• _ARBEITSANWEISUNG_:
Zitiere wortgetreu die Zeilen unten ab der Zeile, die „the bus bumper.“ enthält, bis einschließlich der letzten Zeile.

• _MATERIAL ZUR AUFGABE_:
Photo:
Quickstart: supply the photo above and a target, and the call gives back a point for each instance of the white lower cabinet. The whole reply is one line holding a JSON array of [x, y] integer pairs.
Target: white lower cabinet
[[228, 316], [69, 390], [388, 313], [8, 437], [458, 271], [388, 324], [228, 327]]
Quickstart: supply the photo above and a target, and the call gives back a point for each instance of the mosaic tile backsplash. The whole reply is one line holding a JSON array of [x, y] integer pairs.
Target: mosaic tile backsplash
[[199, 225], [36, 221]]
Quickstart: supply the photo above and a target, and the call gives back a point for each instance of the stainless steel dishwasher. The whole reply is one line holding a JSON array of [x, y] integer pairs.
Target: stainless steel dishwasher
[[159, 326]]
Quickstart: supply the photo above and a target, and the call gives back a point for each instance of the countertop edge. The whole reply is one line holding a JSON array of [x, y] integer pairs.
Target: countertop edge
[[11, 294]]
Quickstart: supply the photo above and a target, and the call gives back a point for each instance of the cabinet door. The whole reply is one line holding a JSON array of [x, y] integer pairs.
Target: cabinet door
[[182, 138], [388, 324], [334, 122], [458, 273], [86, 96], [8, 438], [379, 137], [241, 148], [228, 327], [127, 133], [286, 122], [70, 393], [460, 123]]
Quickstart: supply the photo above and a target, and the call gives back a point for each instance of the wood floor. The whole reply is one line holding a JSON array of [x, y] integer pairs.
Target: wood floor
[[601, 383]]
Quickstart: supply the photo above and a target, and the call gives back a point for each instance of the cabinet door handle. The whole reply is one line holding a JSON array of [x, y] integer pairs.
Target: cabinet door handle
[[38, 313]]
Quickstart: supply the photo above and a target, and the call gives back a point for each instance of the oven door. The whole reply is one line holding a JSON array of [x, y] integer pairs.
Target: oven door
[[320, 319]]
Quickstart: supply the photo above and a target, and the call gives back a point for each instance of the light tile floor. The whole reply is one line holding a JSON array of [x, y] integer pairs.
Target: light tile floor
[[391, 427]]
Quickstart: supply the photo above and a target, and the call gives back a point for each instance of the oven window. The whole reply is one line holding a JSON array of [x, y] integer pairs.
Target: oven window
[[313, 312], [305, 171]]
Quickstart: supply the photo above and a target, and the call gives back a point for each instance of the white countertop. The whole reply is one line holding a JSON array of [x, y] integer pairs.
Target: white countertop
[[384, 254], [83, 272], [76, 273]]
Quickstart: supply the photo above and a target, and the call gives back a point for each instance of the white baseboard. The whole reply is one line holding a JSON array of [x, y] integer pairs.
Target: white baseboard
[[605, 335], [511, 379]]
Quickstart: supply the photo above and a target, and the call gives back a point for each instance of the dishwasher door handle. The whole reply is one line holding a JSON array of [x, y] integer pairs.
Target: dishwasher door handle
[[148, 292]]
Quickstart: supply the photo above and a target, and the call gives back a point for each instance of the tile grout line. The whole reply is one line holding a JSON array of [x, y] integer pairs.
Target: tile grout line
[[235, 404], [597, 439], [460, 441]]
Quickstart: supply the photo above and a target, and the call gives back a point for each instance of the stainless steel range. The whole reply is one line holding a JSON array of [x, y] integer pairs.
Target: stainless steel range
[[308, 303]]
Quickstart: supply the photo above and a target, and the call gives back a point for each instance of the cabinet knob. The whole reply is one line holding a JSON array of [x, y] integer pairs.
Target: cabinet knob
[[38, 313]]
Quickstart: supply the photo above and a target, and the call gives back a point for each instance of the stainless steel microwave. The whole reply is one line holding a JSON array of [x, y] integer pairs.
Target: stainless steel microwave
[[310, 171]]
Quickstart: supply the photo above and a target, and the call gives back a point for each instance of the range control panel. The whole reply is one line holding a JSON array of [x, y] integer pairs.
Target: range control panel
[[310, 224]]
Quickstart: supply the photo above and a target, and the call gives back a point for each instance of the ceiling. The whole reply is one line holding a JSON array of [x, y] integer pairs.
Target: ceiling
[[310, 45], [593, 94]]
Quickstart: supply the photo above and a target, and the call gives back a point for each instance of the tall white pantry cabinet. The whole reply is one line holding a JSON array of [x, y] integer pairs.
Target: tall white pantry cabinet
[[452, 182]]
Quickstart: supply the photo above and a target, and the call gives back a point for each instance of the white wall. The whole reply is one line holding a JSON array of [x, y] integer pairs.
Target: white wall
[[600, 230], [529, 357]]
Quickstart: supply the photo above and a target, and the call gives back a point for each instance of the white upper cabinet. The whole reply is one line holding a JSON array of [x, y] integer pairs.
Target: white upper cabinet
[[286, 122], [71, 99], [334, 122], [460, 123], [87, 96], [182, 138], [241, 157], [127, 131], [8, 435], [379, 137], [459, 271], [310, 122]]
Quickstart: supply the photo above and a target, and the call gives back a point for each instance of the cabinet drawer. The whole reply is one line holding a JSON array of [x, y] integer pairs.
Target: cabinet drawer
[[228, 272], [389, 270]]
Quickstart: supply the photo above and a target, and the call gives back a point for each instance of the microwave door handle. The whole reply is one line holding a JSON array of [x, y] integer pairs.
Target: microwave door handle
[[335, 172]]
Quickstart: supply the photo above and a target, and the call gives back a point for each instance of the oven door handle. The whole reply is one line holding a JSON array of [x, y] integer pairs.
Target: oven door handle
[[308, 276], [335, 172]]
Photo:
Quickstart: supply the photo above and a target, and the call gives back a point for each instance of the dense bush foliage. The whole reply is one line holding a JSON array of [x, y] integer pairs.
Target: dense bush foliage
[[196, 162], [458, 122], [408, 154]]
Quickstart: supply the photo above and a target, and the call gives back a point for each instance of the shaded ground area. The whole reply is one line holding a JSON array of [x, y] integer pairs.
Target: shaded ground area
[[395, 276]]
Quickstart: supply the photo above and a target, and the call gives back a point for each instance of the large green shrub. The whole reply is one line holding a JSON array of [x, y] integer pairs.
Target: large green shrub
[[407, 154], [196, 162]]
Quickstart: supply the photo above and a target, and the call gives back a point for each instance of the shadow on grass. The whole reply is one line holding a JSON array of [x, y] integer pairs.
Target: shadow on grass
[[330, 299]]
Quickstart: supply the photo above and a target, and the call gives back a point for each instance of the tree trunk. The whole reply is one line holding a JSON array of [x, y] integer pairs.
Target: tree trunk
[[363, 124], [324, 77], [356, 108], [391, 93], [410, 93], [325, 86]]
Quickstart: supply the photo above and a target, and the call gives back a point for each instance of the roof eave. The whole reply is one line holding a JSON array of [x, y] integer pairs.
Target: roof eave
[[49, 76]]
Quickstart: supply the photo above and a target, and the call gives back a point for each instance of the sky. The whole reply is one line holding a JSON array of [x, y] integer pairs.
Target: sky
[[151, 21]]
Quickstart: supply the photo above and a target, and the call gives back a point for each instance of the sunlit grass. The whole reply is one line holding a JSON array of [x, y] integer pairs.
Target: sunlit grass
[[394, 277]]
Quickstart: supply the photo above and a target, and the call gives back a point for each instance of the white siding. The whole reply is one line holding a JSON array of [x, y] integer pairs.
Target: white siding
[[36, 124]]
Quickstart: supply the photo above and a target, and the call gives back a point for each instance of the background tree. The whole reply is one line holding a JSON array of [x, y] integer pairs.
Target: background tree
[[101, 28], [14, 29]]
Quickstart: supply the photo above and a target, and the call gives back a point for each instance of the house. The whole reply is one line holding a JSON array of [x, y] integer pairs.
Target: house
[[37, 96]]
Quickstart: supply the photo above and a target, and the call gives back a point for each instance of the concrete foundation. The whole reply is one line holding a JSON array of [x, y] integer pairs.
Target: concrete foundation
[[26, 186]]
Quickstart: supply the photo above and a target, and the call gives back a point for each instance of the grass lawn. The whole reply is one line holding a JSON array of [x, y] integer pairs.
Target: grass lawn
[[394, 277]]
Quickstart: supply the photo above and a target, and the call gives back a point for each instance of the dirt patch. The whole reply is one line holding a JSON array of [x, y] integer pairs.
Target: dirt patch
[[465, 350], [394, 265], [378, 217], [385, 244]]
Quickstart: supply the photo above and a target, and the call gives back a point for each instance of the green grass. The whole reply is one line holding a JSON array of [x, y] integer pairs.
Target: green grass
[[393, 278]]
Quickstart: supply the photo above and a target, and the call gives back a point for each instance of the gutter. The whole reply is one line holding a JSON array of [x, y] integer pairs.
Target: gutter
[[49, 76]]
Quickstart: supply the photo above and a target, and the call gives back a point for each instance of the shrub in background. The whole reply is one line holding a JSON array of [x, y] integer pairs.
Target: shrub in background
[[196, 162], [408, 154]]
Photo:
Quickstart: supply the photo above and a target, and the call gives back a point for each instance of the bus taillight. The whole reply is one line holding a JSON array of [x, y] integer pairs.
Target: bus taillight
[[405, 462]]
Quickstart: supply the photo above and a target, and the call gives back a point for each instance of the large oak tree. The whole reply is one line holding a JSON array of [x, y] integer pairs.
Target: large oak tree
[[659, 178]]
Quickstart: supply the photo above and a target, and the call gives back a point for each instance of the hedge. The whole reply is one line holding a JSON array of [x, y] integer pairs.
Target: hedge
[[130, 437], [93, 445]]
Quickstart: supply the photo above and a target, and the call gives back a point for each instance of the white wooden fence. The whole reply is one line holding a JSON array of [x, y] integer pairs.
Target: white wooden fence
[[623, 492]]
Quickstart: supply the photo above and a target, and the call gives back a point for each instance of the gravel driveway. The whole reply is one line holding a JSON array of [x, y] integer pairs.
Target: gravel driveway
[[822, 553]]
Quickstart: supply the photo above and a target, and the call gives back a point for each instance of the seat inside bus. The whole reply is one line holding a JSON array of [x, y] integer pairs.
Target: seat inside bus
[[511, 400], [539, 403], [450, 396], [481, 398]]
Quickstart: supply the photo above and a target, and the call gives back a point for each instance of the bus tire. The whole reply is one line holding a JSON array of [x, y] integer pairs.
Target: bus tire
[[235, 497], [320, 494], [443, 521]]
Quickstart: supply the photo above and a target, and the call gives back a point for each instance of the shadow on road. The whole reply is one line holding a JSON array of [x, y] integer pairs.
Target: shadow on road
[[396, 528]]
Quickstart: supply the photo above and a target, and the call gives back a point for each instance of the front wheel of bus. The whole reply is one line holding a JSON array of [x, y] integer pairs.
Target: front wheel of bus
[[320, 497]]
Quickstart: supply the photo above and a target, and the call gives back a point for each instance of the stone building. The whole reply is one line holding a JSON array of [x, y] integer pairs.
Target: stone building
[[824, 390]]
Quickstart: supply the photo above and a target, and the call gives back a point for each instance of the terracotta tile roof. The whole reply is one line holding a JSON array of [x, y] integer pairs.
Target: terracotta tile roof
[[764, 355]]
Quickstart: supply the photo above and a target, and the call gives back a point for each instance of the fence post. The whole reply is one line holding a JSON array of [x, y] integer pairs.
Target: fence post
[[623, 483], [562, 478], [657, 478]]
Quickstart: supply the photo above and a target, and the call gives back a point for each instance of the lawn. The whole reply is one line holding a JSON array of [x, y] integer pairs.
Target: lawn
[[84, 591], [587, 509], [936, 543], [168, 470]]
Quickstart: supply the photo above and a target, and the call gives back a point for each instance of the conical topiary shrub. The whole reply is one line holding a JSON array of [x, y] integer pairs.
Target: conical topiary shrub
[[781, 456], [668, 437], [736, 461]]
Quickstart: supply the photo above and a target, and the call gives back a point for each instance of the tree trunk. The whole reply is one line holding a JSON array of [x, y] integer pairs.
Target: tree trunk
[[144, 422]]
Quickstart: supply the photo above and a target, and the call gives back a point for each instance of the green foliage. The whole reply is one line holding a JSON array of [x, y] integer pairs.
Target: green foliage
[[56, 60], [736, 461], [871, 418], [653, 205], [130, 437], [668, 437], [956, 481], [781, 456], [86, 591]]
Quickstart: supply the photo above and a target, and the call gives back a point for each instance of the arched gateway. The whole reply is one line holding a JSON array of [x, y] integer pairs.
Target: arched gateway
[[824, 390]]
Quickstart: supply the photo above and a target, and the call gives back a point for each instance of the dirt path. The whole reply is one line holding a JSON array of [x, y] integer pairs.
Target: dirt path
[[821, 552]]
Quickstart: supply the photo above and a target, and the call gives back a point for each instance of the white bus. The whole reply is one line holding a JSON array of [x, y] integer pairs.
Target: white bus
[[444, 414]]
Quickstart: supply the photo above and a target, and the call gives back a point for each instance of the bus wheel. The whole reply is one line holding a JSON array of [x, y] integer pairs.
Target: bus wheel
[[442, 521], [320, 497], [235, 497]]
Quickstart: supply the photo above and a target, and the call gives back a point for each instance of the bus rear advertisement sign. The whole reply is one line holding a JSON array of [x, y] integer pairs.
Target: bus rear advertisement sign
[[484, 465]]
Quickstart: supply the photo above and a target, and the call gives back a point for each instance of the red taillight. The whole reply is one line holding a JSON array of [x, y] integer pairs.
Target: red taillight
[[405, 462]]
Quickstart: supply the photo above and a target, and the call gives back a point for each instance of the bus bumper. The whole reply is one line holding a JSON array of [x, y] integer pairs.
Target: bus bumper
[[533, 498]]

• _MUSTERLÖSUNG_:
Quickstart: supply the photo above and a target, and the call gives back a point for each instance of the bus bumper. The whole reply is one line holding a JSON array of [x, y] integer pairs.
Target: bus bumper
[[533, 498]]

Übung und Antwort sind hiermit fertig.